Below are some entries. Copy each line in them that holds "lawn".
(GIVEN INFORMATION Opens)
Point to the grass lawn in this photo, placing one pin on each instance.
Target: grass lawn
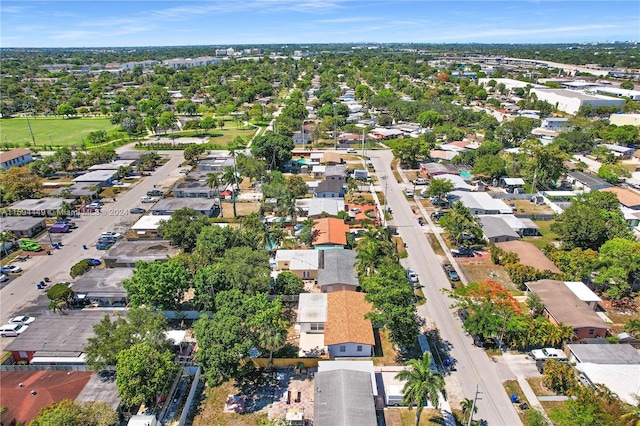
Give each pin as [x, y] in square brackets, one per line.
[548, 236]
[69, 131]
[406, 417]
[210, 412]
(GIVEN INFORMATION Closes)
▶ **ANSWER SPACE**
Point to the grass lawn in this photo, placing one pin on each instance.
Target: grass lawn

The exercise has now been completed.